◆ Problem details: In the entries below, find the line with "Can you find the baby's hand?" and the line with "Can you find the yellow maple"; give again those lines and every line between them, exactly.

◆ Supplied records:
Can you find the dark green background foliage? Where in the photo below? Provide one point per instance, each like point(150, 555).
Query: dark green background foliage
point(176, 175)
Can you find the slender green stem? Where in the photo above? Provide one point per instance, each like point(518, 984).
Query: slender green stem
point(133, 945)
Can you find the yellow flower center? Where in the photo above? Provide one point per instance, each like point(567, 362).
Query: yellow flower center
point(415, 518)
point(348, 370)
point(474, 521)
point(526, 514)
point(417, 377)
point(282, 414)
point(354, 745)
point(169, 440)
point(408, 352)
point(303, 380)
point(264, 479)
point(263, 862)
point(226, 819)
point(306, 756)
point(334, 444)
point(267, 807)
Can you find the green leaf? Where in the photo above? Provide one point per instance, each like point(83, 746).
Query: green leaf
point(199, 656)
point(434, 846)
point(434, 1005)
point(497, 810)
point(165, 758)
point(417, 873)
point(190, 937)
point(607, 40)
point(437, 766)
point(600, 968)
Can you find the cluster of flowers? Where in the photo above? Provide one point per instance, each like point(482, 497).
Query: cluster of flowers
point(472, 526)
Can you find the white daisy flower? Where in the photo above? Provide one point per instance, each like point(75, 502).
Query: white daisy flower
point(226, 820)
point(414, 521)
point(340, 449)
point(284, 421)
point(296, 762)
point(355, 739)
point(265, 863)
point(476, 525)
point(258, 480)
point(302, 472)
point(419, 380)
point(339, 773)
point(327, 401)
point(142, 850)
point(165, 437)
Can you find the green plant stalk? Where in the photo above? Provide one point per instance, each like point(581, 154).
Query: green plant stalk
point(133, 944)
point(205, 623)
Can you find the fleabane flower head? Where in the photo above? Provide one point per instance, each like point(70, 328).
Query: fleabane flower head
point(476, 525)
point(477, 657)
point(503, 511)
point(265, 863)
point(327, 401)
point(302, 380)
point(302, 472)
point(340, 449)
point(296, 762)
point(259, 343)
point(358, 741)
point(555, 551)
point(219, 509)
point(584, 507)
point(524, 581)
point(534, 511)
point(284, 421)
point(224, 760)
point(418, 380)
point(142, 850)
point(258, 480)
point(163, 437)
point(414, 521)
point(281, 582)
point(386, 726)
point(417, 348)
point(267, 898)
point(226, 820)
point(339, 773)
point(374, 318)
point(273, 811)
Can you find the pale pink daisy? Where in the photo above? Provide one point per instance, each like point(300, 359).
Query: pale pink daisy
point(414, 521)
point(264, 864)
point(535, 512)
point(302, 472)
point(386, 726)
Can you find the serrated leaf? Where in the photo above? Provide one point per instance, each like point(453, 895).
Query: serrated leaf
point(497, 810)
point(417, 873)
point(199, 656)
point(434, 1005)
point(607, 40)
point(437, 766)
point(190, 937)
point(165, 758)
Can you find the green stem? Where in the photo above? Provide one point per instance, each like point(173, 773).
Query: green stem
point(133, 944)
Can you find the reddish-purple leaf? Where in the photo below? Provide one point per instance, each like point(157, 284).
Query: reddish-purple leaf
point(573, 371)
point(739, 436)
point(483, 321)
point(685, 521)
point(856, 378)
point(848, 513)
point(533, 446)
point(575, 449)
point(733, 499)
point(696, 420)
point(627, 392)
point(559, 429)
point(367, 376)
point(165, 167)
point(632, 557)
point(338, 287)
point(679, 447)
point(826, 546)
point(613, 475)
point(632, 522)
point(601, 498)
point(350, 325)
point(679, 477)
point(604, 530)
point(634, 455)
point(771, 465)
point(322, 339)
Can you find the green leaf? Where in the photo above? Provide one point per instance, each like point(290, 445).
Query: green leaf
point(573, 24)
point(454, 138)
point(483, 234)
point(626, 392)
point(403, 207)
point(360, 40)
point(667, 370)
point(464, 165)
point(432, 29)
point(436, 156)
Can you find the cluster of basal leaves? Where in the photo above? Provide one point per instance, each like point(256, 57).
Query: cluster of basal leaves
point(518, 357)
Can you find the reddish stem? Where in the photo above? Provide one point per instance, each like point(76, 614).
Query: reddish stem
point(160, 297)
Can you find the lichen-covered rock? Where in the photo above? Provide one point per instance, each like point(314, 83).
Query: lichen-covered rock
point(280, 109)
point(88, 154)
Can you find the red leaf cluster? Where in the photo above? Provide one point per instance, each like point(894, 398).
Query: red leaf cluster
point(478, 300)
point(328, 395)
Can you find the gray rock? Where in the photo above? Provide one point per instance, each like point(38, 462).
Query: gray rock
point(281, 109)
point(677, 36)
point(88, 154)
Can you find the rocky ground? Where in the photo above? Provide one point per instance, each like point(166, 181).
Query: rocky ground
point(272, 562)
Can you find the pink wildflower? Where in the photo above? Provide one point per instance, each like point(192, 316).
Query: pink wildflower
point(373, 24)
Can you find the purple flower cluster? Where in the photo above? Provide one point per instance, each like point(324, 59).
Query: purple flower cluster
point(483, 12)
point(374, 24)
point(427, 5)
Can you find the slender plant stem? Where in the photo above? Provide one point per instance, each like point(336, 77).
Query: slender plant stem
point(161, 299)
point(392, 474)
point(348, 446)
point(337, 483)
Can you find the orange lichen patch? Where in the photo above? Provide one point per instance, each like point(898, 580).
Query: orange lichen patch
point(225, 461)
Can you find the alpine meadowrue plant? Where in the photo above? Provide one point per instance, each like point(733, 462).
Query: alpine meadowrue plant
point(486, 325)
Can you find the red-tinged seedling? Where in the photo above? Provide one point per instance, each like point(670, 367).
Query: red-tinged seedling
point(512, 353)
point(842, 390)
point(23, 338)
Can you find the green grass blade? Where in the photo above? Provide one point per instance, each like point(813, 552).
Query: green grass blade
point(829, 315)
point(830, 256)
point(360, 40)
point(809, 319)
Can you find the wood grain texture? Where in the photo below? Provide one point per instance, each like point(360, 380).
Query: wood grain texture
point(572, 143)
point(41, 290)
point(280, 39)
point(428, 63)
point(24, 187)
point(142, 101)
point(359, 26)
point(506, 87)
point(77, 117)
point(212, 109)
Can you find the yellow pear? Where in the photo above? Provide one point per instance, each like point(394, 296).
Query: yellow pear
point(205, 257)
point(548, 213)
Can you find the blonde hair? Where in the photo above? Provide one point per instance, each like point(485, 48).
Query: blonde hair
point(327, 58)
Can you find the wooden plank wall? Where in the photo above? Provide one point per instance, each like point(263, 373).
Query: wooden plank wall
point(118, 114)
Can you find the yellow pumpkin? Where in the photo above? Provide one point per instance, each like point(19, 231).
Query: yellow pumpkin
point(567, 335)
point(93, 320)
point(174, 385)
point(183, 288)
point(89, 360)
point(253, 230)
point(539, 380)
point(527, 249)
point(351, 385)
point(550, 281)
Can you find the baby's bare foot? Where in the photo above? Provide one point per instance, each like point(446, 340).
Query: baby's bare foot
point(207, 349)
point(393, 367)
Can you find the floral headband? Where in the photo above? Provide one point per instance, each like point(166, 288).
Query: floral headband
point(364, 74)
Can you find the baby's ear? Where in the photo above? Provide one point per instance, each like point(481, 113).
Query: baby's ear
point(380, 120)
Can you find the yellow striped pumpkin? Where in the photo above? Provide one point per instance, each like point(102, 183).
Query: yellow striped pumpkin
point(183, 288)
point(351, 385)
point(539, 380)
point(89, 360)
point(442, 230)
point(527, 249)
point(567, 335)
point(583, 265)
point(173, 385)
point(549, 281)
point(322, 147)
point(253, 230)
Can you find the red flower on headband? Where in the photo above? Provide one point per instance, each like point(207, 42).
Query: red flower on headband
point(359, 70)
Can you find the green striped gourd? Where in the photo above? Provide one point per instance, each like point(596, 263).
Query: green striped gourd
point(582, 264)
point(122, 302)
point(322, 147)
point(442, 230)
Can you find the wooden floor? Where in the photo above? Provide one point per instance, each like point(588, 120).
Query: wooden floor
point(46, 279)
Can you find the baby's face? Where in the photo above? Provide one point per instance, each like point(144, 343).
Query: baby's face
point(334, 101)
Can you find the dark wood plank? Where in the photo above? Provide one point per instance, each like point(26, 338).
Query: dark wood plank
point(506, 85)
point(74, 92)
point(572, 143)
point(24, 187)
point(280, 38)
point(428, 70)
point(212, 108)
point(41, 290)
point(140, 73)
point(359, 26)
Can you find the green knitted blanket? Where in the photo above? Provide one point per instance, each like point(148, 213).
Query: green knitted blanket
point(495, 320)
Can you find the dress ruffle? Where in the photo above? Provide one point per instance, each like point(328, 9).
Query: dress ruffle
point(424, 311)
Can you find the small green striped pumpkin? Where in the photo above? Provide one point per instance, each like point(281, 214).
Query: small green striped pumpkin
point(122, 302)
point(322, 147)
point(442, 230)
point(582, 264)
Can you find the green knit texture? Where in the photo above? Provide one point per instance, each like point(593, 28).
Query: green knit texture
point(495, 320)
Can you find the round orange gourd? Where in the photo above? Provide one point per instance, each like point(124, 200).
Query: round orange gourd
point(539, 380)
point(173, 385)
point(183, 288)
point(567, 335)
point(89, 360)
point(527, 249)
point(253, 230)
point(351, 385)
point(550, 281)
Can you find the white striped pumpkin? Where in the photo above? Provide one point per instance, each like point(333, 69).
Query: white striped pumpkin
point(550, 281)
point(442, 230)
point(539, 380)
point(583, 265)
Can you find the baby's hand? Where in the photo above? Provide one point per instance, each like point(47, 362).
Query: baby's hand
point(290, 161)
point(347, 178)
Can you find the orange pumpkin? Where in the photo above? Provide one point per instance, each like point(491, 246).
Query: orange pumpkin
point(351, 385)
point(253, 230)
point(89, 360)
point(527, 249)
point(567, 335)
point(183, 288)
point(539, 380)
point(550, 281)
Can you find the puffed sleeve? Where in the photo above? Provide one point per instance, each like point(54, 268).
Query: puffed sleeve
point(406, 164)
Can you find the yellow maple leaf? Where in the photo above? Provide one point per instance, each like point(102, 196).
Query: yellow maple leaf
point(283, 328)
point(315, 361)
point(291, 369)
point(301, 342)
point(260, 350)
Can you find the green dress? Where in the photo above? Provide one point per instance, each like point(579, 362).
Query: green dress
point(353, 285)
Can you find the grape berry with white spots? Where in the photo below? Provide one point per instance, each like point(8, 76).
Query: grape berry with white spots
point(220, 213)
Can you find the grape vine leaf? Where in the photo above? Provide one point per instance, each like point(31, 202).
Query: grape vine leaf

◆ Answer for the task:
Can you find the baby's hand? Where in the photo above? Provide one point per instance, each like point(47, 362).
Query: baby's hand
point(290, 161)
point(347, 178)
Can you find the orange pumpkin? Where in the photo above? Provide one point per instance, each like point(491, 246).
Query: orange pumpkin
point(351, 385)
point(253, 230)
point(89, 360)
point(527, 249)
point(567, 335)
point(183, 288)
point(539, 380)
point(550, 281)
Can you find the puffed sleeve? Where in the photo above? Provide one point per instance, each like point(54, 268).
Query: puffed sleeve
point(406, 164)
Can you find the yellow maple leaf? Where in the photo above? Provide one point per instance, each like point(102, 196).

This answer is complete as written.